_Required action_. Return every line of the items below that contains the string "positive".

Records from a collection
□ □ □ □ □ □ □

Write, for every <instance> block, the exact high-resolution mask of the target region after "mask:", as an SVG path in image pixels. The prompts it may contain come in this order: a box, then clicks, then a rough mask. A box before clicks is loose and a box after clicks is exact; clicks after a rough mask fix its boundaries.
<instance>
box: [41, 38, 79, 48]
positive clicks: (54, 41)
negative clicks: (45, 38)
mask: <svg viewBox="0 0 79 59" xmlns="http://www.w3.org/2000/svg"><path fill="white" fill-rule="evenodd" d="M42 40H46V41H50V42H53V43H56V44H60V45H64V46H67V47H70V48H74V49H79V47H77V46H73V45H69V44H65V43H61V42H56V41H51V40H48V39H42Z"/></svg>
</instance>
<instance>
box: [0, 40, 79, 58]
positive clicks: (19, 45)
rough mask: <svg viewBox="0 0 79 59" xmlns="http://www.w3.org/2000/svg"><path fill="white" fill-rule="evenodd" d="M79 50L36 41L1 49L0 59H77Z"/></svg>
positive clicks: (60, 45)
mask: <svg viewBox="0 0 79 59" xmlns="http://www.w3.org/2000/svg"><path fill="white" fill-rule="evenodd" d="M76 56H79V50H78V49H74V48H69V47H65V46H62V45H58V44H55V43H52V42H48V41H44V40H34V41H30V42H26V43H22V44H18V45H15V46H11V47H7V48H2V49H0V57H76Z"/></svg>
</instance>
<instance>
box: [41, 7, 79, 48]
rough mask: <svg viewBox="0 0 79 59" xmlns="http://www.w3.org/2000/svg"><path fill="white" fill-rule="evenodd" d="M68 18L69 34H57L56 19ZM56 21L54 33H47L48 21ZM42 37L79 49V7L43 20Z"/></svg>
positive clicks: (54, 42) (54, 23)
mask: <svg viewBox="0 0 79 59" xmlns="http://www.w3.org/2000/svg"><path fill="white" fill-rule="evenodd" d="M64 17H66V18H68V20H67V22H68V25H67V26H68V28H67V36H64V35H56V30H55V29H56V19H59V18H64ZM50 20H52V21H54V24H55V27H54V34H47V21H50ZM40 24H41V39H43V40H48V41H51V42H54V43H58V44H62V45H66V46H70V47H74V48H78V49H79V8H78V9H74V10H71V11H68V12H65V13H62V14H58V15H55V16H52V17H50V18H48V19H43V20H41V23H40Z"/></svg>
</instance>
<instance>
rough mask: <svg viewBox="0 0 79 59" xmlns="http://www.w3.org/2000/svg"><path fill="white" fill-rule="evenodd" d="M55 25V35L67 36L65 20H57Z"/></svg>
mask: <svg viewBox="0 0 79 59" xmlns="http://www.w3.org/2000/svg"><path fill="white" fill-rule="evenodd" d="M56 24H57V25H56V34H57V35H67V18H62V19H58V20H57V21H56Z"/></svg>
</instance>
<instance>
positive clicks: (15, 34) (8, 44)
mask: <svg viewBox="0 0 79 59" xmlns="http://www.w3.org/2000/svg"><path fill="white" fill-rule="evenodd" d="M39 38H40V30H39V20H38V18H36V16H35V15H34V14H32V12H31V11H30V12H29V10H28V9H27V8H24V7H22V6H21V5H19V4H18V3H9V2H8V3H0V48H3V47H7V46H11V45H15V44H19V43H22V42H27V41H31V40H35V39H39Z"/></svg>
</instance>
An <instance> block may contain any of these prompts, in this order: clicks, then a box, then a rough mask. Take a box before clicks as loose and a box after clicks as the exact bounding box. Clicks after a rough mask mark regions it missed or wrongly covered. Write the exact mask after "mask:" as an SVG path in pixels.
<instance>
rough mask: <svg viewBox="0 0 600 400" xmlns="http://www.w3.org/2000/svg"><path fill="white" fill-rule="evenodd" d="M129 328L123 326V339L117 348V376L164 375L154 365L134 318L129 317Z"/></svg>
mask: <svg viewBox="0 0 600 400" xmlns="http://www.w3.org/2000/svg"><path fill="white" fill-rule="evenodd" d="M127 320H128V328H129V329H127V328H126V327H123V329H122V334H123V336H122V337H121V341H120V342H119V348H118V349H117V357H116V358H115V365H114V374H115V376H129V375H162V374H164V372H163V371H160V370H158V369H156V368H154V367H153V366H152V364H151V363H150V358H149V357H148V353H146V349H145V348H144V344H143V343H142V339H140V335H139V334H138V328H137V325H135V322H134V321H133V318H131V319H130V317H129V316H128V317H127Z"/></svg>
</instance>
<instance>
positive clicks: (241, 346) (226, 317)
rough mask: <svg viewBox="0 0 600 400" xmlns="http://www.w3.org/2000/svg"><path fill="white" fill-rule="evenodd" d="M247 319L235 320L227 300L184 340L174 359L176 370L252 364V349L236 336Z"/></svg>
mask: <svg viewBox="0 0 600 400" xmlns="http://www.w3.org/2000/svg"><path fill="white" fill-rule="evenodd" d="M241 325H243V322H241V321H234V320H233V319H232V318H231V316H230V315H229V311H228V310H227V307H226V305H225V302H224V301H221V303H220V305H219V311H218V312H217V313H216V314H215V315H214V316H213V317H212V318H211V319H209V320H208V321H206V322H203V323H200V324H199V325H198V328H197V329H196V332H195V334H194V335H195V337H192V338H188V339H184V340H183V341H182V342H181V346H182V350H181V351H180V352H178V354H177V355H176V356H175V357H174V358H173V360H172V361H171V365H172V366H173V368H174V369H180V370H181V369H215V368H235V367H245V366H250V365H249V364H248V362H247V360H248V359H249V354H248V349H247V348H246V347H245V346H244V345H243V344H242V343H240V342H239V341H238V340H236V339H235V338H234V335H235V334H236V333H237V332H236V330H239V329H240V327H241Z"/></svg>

□ □ □ □ □ □ □

_Answer area_.
positive clicks: (54, 41)
positive clicks: (19, 45)
positive clicks: (60, 45)
positive clicks: (54, 42) (54, 23)
positive clicks: (15, 34) (8, 44)
positive clicks: (241, 346) (226, 317)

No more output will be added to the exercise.